Given instruction.
Every line in the listing is to be echoed verbatim.

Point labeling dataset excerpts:
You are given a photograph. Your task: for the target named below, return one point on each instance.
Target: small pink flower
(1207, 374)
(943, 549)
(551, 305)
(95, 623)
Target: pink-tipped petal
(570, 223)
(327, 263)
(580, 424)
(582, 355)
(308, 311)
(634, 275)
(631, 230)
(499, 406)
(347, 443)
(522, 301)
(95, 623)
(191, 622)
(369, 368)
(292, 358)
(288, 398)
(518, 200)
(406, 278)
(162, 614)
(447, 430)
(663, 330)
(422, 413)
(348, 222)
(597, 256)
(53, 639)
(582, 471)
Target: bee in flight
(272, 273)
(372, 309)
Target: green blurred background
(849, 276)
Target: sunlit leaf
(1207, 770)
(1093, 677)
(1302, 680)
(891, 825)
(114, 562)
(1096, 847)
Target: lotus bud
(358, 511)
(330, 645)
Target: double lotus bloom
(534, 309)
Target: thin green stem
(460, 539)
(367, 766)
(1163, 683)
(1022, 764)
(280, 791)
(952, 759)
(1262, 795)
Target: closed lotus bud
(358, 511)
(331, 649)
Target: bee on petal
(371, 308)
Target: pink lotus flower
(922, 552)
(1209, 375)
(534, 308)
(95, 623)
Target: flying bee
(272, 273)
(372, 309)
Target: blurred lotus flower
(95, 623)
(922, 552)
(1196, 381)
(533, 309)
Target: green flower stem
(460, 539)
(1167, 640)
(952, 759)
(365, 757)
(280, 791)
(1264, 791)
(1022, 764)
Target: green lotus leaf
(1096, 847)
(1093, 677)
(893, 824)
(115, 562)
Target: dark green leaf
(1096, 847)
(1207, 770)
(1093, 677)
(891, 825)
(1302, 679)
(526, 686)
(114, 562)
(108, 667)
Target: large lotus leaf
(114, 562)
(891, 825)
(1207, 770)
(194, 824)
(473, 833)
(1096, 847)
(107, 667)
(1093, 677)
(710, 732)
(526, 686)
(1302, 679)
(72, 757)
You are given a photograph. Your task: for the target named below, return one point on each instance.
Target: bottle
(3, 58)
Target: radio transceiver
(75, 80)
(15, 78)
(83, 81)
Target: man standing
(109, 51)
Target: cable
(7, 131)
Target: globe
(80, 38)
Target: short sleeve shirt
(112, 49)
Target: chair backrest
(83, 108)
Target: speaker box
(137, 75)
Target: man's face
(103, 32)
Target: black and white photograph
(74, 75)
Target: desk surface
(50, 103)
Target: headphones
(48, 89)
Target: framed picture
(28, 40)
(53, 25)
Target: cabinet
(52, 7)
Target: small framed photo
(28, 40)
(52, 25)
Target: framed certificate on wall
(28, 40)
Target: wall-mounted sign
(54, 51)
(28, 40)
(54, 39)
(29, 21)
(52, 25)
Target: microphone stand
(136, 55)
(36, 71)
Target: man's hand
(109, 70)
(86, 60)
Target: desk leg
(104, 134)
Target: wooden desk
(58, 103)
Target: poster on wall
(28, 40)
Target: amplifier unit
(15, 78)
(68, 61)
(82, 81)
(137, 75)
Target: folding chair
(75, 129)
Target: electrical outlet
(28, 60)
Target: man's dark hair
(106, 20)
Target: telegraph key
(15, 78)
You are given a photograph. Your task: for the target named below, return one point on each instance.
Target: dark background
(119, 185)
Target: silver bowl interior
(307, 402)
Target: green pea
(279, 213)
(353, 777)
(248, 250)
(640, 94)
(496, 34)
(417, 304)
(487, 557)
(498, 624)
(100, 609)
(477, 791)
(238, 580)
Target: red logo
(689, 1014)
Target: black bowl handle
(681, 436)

Reply.
You are given a photograph. Your task: for the target named below, return one point on each instance.
Target: small pink flower
(1207, 374)
(943, 549)
(551, 305)
(95, 623)
Target: pink-tipped petal
(570, 223)
(327, 263)
(580, 424)
(582, 355)
(308, 311)
(634, 275)
(631, 230)
(499, 406)
(347, 443)
(522, 301)
(95, 623)
(191, 622)
(369, 368)
(292, 358)
(288, 398)
(518, 200)
(406, 278)
(162, 614)
(447, 430)
(663, 330)
(422, 413)
(348, 222)
(597, 256)
(53, 639)
(582, 471)
Target: bee in flight
(272, 273)
(372, 309)
Target: green blurred background
(849, 276)
Target: sunlit leaf
(1207, 770)
(1093, 677)
(1302, 680)
(891, 825)
(114, 562)
(1096, 847)
Target: lotus bud
(358, 511)
(330, 645)
Target: double lotus bloom
(534, 309)
Target: thin green stem
(460, 539)
(367, 766)
(1163, 683)
(1022, 764)
(280, 791)
(952, 759)
(1262, 795)
Target: closed lotus bud
(358, 511)
(331, 649)
Target: bee on petal
(371, 308)
Target: pink lotus flower
(922, 552)
(1209, 375)
(534, 308)
(95, 623)
Target: flying bee
(272, 273)
(372, 309)
Target: blurred lotus flower
(95, 623)
(922, 552)
(1196, 381)
(533, 309)
Target: green flower stem
(460, 539)
(1167, 640)
(952, 759)
(365, 757)
(280, 791)
(1264, 791)
(1022, 764)
Target: green lotus leaf
(1096, 847)
(1093, 677)
(893, 824)
(115, 562)
Target: dark green leaf
(1096, 847)
(1207, 770)
(1093, 677)
(891, 825)
(1302, 679)
(526, 686)
(114, 562)
(108, 667)
Target: large lotus leaf
(114, 562)
(891, 825)
(1207, 770)
(194, 824)
(473, 833)
(1096, 847)
(107, 667)
(1093, 677)
(710, 732)
(526, 686)
(1302, 679)
(72, 757)
You are given a photograph. Your task: for the target named below, return one point on each instance.
Target: bottle
(3, 58)
Target: radio transceiver
(75, 80)
(15, 78)
(83, 81)
Target: man standing
(109, 51)
Target: cable
(7, 131)
Target: globe
(80, 38)
Target: short sleeve shirt
(112, 49)
Target: chair backrest
(83, 108)
Target: speaker box
(137, 75)
Target: man's face
(103, 32)
Target: black and white photograph
(74, 75)
Target: desk surface
(50, 103)
Target: headphones
(48, 89)
Target: framed picture
(28, 40)
(53, 25)
Target: cabinet
(52, 7)
Target: small framed photo
(28, 40)
(52, 25)
Target: framed certificate on wall
(28, 40)
Target: wall-mounted sign
(54, 51)
(28, 40)
(54, 39)
(29, 21)
(52, 25)
Target: microphone stand
(136, 55)
(36, 71)
Target: man's hand
(109, 70)
(86, 60)
Target: desk leg
(104, 134)
Target: wooden desk
(58, 103)
Target: poster on wall
(28, 40)
Target: amplifier unit
(15, 78)
(68, 61)
(82, 81)
(137, 75)
Target: folding chair
(75, 129)
Target: electrical outlet
(28, 60)
Target: man's dark hair
(106, 20)
Target: telegraph key
(15, 78)
You are given a photograph. Your task: for the target named below, return one point on each instance.
Target: dark background
(119, 185)
Target: silver bowl interior
(307, 402)
Target: green pea
(279, 213)
(353, 777)
(248, 250)
(640, 94)
(496, 34)
(417, 304)
(487, 557)
(498, 624)
(100, 609)
(477, 791)
(238, 580)
Target: red logo
(689, 1014)
Target: black bowl handle
(681, 436)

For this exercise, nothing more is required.